▶ EXERCISE PASSAGE:
= Beginning of Section =
On 1 March 1929, the Royal Observer Corps established its headquarters at Hillingdon House, where it remained until transferring to RAF Bentley Priory on 1 March 1936. No. 11 Group formed on the same day under the command of Air Vice Marshal Philip Joubert de la Ferté, using Hillingdon House as its headquarters. On 13 July, RAF Bomber Command was formed from the old HQ Air Defence of Great Britain and was also based in the house, remaining there until 1940 when the command moved to RAF High Wycombe.

No. 11 Group was relocated to RAF Martlesham Heath in 1958, when control of RAF Hillingdon passed from Fighter Command to RAF Technical Training Command and the entire site became known as RAF Uxbridge. The RAF School of Education moved into Hillingdon House from RAF Spitalgate on 10 November. Southern Region Air Traffic Services HQ and the Royal Observer Corps' South East Communications Centre moved into the house in 1960. On 1 November, the Southern Region Air Traffic Services headquarters moved into Hillingdon House. The station had been home since the end of the war to the London Area Control Centre, renamed the London Air Traffic Control Centre in 1948 and the Uxbridge Air Traffic Control Centre in 1957. This eventually transferred to RAF West Drayton, which operated as a satellite station of RAF Uxbridge. HQ Military Air Traffic Operations (HQ MATO) moved into Hillingdon House in January 1965.

During the final years of military ownership, Hillingdon House was occupied by the Service Prosecuting Authority and the Civil Aviation Authority's Air Proximity Board. The house was Grade II listed on 5 June 1984.

===Redevelopment===
On 31 March 2010, RAF Uxbridge closed as part of a rationalisation of Ministry of Defence facilities in Greater London. Under redevelopment plans approved by Hillingdon Council in January 2011, the house will be converted to include a restaurant. Provision has also been made to retain the carpenter's block beside the house.
= End of Section =
▶ DATA SUPPLIED:
= Beginning of Section =
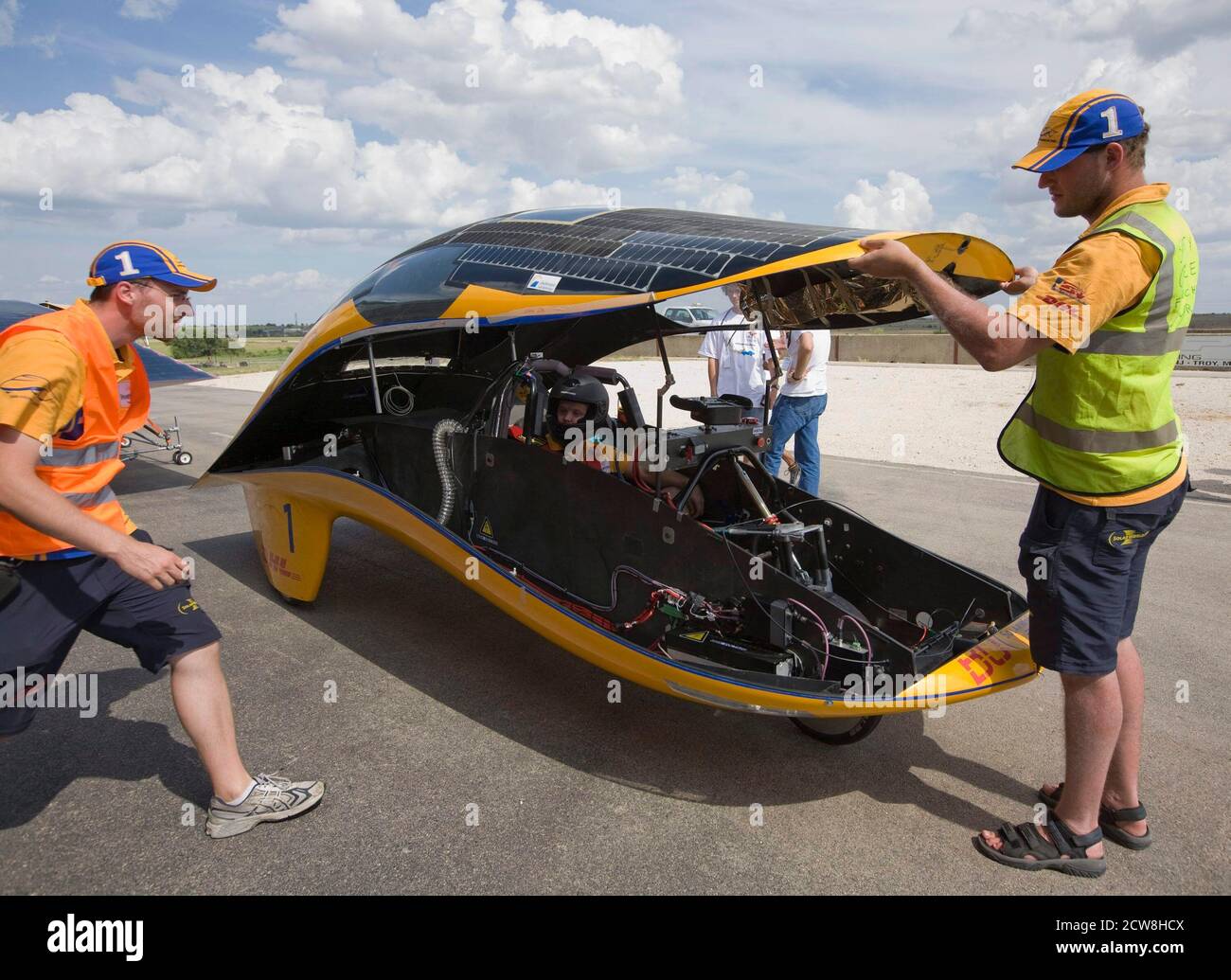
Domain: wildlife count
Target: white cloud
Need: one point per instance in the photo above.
(1156, 28)
(306, 278)
(526, 195)
(549, 87)
(9, 13)
(900, 204)
(968, 223)
(148, 10)
(233, 143)
(701, 191)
= End of Section =
▶ WHAT YOU WILL DO: Rewrite the paragraph of the Hillingdon House text beginning "On 31 March 2010" as a short bulleted list that keeps its main facts.

▶ WRITTEN ANSWER:
- RAF Uxbridge closed on 31 March 2010 as part of a rationalisation of Ministry of Defence facilities in Greater London.
- Hillingdon Council approved redevelopment plans in January 2011.
- Under these plans, the house will be converted to include a restaurant.
- The carpenter's block beside the house will be retained.